* _Stated goal_
Copy the lines below without any change, starting at the line with "the white cloud." and ending at the line with "[234,391,393,461]", both included.

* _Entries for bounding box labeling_
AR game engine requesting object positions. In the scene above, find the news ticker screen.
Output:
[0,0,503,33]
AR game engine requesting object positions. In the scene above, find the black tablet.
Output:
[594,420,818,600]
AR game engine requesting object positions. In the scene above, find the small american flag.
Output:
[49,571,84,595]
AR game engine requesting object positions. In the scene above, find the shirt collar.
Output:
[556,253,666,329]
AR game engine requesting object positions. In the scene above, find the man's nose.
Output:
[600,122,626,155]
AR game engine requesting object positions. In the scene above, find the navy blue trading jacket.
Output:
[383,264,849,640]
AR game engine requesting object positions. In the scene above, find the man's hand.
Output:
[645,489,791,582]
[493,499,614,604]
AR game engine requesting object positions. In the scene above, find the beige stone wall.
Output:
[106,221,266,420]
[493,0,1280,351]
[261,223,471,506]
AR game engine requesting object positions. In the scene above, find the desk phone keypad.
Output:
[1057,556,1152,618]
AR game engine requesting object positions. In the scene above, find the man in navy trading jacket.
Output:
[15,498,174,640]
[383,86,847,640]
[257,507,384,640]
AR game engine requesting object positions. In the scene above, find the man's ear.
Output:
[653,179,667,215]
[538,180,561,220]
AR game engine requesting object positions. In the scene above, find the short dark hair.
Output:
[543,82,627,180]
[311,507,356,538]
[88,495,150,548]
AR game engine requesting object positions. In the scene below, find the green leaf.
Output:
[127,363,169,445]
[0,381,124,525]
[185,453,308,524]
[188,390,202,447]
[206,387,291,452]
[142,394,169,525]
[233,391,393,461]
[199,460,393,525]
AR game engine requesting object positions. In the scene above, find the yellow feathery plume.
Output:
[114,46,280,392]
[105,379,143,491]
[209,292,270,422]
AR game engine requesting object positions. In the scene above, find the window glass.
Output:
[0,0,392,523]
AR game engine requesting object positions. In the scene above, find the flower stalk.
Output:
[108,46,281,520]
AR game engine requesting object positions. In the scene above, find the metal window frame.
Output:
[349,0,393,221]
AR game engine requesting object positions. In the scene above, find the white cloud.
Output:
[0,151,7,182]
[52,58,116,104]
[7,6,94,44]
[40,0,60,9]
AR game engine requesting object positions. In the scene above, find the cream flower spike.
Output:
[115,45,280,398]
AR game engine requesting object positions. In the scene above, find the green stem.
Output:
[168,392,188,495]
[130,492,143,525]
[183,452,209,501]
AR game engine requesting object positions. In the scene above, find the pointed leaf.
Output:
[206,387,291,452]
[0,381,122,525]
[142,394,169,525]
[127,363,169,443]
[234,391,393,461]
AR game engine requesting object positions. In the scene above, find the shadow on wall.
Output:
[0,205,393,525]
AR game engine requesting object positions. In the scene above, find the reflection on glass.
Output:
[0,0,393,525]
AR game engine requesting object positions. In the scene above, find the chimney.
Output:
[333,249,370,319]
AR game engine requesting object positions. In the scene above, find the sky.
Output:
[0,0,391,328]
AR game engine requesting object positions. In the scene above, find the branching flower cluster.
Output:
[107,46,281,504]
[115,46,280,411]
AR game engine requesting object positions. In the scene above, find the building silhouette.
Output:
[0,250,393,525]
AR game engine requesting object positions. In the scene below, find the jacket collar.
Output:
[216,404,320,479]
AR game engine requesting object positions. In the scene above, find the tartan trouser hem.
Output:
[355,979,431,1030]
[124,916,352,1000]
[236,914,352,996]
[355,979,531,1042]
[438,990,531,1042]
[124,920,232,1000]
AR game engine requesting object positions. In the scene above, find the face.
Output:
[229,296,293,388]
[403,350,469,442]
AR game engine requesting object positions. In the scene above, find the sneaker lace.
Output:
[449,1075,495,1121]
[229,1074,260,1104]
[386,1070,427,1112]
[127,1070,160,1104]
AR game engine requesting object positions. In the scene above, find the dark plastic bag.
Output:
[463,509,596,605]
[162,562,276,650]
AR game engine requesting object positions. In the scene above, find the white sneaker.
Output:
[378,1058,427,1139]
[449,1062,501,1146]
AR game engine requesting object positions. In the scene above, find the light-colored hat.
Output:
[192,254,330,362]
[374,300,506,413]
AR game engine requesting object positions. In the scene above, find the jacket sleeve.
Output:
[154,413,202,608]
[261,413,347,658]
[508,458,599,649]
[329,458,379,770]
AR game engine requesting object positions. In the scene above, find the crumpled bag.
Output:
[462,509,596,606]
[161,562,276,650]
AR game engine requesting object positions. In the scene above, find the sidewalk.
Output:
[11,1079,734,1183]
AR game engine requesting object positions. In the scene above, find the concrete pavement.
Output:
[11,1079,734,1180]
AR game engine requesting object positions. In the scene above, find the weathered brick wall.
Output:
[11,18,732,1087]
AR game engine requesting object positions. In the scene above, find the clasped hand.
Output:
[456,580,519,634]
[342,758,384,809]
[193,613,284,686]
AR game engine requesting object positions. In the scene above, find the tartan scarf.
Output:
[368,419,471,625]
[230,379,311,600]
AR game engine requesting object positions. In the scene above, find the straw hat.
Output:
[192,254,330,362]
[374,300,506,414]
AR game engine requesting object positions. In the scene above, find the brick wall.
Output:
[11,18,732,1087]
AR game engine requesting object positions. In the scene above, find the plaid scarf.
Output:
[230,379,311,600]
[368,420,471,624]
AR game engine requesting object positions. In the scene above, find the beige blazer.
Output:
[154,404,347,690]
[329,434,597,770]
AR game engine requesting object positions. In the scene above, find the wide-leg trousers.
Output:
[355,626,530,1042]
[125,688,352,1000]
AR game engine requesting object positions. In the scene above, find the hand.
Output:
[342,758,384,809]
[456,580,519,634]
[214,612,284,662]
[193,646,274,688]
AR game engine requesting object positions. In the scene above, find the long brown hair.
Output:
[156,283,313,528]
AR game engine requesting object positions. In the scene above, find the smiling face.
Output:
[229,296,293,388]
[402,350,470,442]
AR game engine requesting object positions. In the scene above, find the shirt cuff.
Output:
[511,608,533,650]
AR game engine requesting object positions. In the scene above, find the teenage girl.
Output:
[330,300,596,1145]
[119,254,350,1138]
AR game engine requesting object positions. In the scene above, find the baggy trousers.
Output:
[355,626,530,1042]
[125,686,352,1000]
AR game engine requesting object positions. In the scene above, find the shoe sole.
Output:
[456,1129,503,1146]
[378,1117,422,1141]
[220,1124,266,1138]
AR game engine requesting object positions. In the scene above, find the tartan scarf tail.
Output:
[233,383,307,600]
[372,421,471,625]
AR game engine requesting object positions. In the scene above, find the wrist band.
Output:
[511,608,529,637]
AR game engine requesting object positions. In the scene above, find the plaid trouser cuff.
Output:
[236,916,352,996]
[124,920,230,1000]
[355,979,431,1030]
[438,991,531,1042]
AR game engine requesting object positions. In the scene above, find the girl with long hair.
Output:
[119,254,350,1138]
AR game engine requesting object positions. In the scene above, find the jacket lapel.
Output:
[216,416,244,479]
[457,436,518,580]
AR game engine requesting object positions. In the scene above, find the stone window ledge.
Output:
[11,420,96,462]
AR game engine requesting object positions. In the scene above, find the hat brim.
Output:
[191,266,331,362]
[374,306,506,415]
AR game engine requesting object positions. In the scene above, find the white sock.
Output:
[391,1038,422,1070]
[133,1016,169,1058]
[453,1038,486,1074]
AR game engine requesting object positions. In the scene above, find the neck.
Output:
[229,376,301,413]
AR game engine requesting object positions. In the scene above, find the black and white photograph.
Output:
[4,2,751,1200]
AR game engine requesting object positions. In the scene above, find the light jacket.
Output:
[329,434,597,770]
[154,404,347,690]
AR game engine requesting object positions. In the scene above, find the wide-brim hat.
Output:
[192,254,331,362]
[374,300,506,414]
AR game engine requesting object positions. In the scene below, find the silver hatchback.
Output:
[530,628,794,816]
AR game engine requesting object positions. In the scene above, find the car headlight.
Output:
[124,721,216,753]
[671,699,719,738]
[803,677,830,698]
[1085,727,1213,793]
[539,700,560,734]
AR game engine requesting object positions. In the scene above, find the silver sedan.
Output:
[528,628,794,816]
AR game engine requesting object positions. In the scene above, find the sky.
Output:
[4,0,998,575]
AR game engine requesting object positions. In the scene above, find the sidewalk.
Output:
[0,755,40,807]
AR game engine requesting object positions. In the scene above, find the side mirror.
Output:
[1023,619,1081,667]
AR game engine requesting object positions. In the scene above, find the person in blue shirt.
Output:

* _Result below_
AR game engine requesting object positions. In the scene above, find the white cloud.
Output:
[0,151,7,182]
[52,58,116,104]
[7,6,94,44]
[40,0,60,9]
AR game engine requesting object positions. In the scene above, find the cream flower spike.
Output:
[115,45,280,398]
AR game engine requesting object positions. In the scene above, find the green stem.
Output:
[168,392,188,495]
[130,492,143,525]
[183,452,209,501]
AR game engine requesting object positions. In the scene above, find the pointed leaf.
Output:
[206,387,291,452]
[0,381,122,525]
[142,394,169,525]
[127,363,169,443]
[234,391,393,461]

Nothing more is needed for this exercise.